__WORK ITEM__. Pull from the data below each line where the word "tree" occurs, and copy it.

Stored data

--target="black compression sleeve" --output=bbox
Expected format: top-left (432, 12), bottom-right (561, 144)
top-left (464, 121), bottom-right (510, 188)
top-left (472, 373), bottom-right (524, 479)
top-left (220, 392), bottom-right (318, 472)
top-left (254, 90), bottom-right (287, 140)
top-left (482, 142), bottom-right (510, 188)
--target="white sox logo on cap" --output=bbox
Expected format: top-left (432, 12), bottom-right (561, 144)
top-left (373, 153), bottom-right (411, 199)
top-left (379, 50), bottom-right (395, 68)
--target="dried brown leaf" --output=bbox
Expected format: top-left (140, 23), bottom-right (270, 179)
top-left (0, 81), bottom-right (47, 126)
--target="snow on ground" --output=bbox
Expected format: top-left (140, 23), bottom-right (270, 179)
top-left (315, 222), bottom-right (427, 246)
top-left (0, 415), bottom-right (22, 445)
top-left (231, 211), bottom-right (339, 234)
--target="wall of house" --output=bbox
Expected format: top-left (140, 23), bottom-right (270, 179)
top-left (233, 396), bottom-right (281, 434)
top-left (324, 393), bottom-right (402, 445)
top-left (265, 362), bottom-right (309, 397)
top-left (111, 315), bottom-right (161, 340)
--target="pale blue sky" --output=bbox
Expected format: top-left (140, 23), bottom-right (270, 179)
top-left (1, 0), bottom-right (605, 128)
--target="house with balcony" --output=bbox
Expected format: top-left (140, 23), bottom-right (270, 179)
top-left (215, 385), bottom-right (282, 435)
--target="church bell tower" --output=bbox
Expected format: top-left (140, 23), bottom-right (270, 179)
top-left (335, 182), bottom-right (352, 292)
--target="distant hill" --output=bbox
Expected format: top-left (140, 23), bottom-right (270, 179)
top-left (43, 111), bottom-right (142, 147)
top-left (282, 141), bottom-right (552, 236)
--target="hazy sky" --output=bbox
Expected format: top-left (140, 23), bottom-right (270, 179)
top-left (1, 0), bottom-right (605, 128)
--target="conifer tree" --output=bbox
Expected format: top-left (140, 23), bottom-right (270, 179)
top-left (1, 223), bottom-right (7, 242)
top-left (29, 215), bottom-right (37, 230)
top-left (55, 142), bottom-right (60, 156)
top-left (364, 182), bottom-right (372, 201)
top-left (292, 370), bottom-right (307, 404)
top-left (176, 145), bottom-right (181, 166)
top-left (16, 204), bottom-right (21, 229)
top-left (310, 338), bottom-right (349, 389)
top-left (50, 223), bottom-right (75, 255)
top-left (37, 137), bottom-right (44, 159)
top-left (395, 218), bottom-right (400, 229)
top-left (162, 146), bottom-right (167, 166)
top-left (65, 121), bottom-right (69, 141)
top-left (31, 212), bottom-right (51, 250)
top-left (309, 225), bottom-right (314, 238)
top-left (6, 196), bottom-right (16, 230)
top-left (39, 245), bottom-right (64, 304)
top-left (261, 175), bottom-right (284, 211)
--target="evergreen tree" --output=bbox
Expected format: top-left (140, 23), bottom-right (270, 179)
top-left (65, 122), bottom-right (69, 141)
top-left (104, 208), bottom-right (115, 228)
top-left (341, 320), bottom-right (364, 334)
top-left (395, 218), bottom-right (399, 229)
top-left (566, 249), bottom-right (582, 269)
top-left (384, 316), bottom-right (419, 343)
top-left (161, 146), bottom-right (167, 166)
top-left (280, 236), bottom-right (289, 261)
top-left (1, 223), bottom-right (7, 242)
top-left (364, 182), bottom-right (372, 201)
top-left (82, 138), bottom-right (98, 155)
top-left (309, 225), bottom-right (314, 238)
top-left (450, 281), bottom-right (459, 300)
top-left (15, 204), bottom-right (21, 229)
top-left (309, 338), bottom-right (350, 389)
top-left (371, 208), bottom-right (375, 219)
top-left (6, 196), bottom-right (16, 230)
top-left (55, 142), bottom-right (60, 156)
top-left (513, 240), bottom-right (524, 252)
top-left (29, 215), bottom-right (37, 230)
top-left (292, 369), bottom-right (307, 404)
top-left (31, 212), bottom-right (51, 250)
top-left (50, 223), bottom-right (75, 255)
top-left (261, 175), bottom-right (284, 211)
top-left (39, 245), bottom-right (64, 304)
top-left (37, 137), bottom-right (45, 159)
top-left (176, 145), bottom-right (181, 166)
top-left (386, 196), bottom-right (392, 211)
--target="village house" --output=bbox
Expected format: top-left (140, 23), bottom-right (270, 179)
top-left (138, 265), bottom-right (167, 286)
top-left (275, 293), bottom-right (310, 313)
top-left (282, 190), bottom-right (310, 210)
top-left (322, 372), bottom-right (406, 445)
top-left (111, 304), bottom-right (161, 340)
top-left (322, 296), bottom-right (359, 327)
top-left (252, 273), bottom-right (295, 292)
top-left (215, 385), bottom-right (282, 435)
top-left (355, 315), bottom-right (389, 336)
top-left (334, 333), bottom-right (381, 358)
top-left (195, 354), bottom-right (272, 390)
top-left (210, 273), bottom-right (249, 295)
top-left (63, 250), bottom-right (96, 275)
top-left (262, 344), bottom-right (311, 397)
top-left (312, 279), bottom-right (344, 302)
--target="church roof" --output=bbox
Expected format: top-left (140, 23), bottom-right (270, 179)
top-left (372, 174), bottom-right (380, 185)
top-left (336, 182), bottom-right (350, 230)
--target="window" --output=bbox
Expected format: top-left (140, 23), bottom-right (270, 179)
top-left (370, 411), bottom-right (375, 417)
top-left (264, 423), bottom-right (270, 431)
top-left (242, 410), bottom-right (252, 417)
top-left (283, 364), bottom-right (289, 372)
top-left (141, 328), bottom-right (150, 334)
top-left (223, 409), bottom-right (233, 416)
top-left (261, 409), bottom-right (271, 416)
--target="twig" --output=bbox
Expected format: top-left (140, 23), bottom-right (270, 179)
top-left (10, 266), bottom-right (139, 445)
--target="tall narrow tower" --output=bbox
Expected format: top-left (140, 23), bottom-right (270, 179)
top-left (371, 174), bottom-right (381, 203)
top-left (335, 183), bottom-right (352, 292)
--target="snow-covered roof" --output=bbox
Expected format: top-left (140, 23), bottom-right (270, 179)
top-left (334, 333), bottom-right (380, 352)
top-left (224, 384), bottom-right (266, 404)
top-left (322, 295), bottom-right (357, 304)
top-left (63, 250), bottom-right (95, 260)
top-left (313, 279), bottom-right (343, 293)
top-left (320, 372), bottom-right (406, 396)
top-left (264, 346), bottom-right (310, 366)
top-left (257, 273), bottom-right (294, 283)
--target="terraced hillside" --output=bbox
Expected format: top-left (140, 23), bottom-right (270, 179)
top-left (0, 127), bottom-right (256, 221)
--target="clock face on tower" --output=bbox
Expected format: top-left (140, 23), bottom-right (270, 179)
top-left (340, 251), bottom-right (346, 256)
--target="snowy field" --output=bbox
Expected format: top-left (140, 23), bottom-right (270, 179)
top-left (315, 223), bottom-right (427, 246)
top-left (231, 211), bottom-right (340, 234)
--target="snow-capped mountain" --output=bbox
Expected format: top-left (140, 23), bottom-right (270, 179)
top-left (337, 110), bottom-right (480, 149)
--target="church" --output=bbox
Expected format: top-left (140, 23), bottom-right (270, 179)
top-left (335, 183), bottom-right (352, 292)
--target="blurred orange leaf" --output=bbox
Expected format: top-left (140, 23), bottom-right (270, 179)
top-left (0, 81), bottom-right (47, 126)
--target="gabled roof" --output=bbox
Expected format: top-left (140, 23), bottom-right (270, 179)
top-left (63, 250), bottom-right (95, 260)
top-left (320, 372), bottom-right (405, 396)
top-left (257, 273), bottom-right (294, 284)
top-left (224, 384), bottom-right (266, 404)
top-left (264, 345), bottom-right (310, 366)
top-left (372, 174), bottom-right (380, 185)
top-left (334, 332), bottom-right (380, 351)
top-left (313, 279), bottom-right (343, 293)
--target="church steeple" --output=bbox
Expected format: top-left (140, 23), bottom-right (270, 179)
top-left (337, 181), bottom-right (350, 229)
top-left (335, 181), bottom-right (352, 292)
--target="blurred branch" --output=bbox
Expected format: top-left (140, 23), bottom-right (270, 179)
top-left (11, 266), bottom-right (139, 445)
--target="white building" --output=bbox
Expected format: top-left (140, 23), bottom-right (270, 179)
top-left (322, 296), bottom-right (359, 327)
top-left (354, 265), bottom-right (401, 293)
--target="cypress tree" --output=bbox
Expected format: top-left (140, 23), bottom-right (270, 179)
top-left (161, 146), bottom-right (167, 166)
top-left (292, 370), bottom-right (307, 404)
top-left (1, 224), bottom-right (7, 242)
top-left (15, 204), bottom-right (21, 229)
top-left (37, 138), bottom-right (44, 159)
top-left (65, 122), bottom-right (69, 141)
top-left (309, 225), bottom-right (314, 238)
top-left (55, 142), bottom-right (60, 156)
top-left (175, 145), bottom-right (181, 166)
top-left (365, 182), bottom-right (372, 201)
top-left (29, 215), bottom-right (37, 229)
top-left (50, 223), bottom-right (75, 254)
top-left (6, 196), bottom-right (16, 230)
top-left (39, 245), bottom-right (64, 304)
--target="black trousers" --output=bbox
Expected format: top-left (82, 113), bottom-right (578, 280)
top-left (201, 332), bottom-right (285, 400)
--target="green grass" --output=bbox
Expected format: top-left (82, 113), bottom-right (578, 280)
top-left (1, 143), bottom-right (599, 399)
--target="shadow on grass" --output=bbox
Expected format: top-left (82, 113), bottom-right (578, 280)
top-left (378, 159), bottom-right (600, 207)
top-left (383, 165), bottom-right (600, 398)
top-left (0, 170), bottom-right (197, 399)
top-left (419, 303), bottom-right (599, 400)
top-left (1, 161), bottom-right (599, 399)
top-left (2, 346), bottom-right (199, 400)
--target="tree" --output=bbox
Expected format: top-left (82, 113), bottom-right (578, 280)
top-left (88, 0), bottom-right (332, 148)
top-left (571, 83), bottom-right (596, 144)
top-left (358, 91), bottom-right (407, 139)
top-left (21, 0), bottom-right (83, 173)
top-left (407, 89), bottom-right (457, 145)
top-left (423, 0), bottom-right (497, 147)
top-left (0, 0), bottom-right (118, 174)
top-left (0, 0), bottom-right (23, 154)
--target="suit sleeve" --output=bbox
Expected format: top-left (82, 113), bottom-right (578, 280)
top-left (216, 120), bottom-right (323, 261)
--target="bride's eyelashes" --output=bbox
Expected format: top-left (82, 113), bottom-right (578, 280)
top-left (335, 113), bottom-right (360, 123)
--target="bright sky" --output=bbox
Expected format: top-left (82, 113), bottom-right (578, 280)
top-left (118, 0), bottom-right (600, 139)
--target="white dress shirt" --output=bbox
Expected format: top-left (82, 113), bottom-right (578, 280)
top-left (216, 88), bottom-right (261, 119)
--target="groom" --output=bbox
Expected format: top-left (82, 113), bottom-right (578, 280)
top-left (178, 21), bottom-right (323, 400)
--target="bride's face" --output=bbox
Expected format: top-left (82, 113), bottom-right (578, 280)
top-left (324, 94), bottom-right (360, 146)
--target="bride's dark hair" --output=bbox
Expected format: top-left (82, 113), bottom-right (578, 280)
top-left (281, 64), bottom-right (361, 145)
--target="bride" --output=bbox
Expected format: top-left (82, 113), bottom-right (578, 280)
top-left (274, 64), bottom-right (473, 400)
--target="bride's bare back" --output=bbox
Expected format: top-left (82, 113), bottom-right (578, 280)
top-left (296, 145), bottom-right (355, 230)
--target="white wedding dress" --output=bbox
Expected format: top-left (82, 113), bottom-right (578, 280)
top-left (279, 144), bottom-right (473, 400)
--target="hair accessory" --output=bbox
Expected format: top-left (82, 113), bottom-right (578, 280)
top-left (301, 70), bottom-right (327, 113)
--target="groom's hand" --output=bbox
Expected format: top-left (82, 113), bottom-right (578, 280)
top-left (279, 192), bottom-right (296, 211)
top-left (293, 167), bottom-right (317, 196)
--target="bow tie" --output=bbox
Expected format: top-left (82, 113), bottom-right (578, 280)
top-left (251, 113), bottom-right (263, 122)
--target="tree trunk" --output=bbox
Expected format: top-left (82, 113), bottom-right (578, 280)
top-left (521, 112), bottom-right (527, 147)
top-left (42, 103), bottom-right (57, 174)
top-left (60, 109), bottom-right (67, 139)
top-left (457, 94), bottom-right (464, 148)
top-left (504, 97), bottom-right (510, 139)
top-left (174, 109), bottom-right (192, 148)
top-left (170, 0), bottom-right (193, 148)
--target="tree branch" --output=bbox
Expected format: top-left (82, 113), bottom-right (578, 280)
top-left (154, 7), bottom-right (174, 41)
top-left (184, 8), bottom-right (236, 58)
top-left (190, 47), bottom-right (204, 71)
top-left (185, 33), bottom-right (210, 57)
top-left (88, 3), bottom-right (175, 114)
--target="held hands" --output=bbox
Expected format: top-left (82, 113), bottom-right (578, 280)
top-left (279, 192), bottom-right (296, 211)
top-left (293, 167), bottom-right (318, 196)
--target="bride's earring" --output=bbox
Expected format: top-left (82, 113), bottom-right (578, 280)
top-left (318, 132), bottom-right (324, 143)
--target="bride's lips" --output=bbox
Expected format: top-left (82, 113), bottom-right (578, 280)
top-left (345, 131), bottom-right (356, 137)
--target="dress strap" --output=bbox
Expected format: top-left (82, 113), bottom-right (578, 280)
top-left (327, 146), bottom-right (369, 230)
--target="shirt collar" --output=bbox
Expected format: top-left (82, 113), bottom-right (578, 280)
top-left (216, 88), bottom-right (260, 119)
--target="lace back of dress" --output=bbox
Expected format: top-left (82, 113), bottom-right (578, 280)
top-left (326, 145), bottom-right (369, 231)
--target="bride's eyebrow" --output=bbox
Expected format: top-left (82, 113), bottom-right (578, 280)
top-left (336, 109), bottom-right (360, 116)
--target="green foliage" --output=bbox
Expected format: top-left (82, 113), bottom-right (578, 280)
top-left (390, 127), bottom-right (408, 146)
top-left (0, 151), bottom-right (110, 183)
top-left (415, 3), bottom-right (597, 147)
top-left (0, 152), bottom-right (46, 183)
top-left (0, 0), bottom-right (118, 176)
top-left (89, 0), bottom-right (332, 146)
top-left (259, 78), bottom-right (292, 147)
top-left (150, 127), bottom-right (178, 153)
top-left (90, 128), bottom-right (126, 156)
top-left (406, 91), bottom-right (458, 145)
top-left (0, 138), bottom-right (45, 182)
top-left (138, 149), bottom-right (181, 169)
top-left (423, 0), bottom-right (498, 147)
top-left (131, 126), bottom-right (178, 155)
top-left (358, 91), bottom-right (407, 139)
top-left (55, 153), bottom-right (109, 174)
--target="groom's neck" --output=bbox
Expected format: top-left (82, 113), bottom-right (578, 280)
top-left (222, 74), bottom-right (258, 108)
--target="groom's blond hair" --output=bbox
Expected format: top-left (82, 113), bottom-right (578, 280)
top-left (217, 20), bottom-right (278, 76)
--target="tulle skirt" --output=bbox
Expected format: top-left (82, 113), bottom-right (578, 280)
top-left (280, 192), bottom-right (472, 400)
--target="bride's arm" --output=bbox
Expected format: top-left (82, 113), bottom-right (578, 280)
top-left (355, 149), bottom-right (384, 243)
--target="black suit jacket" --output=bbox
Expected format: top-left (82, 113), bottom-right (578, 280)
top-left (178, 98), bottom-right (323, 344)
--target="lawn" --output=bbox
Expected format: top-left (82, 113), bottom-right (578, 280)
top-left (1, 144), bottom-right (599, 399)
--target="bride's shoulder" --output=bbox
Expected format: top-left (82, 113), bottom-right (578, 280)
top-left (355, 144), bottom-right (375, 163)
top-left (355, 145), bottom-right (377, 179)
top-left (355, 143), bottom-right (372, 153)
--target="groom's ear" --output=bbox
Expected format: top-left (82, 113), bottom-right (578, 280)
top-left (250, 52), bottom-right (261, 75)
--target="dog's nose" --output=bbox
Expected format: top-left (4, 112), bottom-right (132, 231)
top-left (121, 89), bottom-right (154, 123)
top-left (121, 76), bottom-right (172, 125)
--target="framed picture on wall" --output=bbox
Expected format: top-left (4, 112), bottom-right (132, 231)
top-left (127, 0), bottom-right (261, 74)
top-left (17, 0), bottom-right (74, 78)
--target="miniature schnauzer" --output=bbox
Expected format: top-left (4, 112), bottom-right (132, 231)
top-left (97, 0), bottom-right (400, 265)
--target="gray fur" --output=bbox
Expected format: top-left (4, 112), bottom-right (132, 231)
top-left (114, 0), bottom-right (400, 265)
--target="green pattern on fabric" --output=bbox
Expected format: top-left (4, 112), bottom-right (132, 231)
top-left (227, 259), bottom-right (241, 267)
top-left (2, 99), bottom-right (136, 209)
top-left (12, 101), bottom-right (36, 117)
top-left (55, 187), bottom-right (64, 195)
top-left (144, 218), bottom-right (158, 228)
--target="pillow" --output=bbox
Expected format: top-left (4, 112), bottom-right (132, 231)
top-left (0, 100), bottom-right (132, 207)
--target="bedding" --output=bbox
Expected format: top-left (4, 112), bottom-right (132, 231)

__RESPONSE TO THE EXERCISE__.
--target="conifer tree" --output=bbox
--target="evergreen tree" --output=bbox
--target="cypress tree" --output=bbox
--target="tree" --output=bbox
--target="tree trunk" --output=bbox
--target="tree branch" --output=bbox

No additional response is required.